Return, unchanged and in full, the lines of the material starting at the line that contains "One pin per instance of the white" and ending with the last line of the material.

----- EXTRACTED ENTRIES

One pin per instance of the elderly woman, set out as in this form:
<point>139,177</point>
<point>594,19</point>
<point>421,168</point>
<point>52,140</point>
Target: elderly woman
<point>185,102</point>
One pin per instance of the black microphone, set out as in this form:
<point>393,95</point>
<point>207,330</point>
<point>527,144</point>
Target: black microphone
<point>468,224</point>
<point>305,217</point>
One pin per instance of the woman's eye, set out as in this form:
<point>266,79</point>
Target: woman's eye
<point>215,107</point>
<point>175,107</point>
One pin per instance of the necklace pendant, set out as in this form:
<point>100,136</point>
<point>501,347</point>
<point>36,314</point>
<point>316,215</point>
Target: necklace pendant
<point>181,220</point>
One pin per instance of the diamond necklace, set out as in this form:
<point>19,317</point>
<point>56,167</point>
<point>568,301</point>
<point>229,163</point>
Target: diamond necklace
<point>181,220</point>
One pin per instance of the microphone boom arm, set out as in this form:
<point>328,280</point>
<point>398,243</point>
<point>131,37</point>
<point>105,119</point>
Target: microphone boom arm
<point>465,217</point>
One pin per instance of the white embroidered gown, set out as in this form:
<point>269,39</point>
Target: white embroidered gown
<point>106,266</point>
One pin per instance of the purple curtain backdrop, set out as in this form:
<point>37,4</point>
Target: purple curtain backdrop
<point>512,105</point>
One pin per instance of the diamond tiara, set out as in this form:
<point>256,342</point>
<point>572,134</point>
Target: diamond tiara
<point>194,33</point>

----------

■ **EXERCISE ANSWER**
One pin per instance of the white embroidered gown, set out as in this form:
<point>269,39</point>
Target: white embroidered gown
<point>106,266</point>
One pin per instance of the purple curtain backdrop, set out as in this form:
<point>37,4</point>
Target: purple curtain backdrop
<point>512,105</point>
One pin per instance of the diamond tiara, set out as in this form:
<point>256,342</point>
<point>572,134</point>
Target: diamond tiara
<point>194,33</point>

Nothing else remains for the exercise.